[Opening Data section]
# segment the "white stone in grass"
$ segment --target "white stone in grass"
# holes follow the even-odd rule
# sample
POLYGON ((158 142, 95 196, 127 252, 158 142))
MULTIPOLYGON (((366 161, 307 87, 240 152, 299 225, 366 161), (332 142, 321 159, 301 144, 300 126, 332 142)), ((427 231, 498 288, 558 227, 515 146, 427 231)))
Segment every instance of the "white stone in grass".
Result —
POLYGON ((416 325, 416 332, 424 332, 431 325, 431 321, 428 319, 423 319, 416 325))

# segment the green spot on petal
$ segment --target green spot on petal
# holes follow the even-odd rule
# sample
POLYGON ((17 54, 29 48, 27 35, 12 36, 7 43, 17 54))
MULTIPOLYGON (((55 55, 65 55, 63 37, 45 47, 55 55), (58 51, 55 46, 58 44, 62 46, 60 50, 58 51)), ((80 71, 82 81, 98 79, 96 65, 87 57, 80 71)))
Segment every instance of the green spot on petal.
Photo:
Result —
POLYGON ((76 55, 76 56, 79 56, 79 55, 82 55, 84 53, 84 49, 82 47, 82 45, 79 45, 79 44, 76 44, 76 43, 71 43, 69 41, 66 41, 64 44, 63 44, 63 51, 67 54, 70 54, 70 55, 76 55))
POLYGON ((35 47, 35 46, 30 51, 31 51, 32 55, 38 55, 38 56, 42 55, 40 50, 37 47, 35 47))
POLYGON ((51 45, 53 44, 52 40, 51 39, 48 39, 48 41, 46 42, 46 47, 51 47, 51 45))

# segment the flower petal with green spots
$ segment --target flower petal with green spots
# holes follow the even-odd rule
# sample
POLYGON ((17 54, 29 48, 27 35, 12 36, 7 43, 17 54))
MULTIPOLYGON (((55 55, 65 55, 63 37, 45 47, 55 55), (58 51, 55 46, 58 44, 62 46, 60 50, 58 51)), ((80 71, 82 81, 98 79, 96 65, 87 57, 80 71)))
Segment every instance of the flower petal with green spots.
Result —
[Closing Data section]
> [Directions]:
Give back the full listing above verbatim.

> [Reply]:
# segment the "white stone in grass"
$ segment --target "white stone in grass"
# holes follow the even-odd rule
# sample
POLYGON ((158 142, 95 196, 127 252, 158 142))
MULTIPOLYGON (((366 161, 307 87, 240 152, 299 225, 366 161), (332 142, 321 159, 301 144, 300 126, 332 142)), ((427 231, 498 288, 558 227, 515 146, 427 231)))
Segment every instance of the "white stone in grass".
Result —
POLYGON ((416 325, 416 332, 424 332, 431 325, 431 321, 428 319, 423 319, 416 325))

# segment the green spot on petal
$ segment --target green spot on petal
# holes follow the even-odd rule
# sample
POLYGON ((17 54, 29 48, 27 35, 12 36, 7 43, 17 54))
MULTIPOLYGON (((55 55, 65 55, 63 37, 45 47, 55 55), (58 51, 55 46, 58 44, 62 46, 60 50, 58 51)), ((80 71, 82 81, 98 79, 96 65, 87 57, 80 71)))
Segment every instance of the green spot on petal.
Photo:
Result —
POLYGON ((76 55, 76 56, 79 56, 79 55, 82 55, 84 53, 84 49, 82 47, 82 45, 79 45, 79 44, 76 44, 76 43, 71 43, 69 41, 66 41, 64 44, 63 44, 63 51, 67 54, 70 54, 70 55, 76 55))
POLYGON ((35 47, 35 46, 30 51, 31 51, 32 55, 38 55, 38 56, 42 55, 40 50, 37 47, 35 47))
POLYGON ((51 45, 53 44, 52 40, 51 39, 48 39, 48 41, 46 42, 46 47, 51 47, 51 45))

# segment the flower petal with green spots
$ segment --target flower petal with green spots
# holes follow the even-odd rule
# sample
POLYGON ((17 54, 29 48, 27 35, 12 36, 7 43, 17 54))
MULTIPOLYGON (((55 55, 65 55, 63 37, 45 47, 55 55), (58 51, 55 46, 58 44, 62 46, 60 50, 58 51)), ((80 71, 82 81, 98 79, 96 65, 87 57, 80 71)))
Segment every instance of the flower petal with green spots.
Result —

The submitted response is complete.